- [Data shown]
============================================================
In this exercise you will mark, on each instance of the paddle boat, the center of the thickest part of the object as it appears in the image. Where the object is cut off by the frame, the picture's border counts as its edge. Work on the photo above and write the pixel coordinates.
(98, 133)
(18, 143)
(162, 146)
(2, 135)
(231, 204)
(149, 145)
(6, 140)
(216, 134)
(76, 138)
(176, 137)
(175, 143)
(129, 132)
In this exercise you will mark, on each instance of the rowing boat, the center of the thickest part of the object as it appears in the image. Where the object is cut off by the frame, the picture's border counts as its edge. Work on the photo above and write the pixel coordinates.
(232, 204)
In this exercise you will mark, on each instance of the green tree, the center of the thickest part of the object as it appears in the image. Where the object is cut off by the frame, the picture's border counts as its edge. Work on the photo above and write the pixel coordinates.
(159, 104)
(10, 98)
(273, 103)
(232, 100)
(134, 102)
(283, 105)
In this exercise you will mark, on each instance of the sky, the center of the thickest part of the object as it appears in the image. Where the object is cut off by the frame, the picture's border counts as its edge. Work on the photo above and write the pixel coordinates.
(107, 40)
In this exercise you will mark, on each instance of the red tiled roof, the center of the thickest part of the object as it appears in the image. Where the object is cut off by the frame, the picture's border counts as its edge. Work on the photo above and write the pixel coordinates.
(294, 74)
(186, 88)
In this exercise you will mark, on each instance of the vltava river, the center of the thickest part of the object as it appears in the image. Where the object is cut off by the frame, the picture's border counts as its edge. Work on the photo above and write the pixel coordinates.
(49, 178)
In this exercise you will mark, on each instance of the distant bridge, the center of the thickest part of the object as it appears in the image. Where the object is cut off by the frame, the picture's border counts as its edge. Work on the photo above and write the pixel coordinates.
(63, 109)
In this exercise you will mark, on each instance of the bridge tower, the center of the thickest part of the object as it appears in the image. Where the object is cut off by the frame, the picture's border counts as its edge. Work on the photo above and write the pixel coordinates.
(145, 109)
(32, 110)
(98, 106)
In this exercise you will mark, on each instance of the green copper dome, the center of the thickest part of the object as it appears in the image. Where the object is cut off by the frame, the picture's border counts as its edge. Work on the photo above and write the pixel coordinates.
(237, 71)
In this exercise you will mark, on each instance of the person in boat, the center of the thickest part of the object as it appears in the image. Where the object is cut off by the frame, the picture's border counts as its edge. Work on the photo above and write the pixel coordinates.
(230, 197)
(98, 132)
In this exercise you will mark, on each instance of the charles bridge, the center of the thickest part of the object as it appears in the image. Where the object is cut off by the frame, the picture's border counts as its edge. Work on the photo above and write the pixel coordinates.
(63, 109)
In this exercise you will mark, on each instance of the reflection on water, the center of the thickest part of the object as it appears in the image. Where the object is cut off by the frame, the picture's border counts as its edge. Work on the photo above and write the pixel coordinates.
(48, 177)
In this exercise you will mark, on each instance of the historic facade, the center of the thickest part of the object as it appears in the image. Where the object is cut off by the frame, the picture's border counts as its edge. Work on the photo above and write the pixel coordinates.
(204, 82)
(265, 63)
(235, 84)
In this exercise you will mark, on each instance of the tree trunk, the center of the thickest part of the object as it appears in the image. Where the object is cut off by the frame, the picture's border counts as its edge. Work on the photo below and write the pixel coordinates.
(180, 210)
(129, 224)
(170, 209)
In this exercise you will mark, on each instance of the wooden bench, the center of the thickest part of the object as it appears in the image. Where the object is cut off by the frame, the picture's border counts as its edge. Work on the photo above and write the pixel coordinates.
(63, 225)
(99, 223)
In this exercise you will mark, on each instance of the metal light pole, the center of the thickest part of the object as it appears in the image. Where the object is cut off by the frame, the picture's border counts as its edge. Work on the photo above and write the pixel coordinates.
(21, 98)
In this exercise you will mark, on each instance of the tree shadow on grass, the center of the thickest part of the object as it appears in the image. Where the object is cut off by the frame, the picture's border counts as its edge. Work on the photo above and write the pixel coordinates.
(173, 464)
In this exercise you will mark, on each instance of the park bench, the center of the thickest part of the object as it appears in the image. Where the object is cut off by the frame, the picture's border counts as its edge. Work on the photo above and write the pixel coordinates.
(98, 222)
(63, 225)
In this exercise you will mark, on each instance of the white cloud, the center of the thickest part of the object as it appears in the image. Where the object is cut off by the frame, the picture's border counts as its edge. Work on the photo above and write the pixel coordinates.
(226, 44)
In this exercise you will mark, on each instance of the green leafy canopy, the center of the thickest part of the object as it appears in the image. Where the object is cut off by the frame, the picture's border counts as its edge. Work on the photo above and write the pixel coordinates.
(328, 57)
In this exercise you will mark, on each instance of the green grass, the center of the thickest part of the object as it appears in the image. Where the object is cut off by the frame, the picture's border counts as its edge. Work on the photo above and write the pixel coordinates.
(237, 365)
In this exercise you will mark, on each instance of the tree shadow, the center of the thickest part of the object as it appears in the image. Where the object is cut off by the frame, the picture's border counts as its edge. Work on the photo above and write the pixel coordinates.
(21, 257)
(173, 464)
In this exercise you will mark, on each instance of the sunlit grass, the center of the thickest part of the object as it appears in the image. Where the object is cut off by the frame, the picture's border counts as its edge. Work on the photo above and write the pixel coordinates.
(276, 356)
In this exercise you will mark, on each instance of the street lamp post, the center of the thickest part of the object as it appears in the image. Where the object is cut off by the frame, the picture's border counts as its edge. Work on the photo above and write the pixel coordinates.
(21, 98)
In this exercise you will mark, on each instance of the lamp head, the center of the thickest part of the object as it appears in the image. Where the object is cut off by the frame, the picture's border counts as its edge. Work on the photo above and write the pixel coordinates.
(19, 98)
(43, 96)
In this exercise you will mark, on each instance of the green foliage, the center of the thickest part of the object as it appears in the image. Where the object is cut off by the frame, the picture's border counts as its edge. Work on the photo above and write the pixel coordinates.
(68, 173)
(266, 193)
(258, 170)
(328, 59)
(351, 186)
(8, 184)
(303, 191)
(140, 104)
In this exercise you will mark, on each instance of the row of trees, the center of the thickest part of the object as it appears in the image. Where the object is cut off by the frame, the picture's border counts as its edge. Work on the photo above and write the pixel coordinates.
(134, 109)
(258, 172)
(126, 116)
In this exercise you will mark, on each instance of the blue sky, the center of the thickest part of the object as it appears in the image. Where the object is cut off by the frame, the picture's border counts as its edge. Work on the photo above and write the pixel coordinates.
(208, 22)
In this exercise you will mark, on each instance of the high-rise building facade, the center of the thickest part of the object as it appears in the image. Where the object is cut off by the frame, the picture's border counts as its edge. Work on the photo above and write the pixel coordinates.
============================================================
- [Exercise]
Reproduce exactly, with nothing added, the lines from the one that contains "of trees, the" to the end of the data.

- [Answer for the task]
In this exercise you will mark, on each instance of the row of trees, the center of the thickest part of the object as it appears in the image. Where the object is cut off by the frame, the picture's border counts as its edge. Work on the photo above and write the pixel coordinates.
(134, 109)
(258, 172)
(126, 116)
In this exercise you will mark, on each instance of the blue sky, the center of the thickest part of the object as it appears in the image. Where the object is cut off by the frame, the picture's border counts as its edge. Work on the photo above and write the pixel coordinates.
(208, 22)
In this exercise you will mark, on each instance of the high-rise building facade, the center of the thickest part of the object as it appears in the image. Where the object is cut off by the frame, the picture's border counts as its edge. Work on the photo above and write the pixel coordinates.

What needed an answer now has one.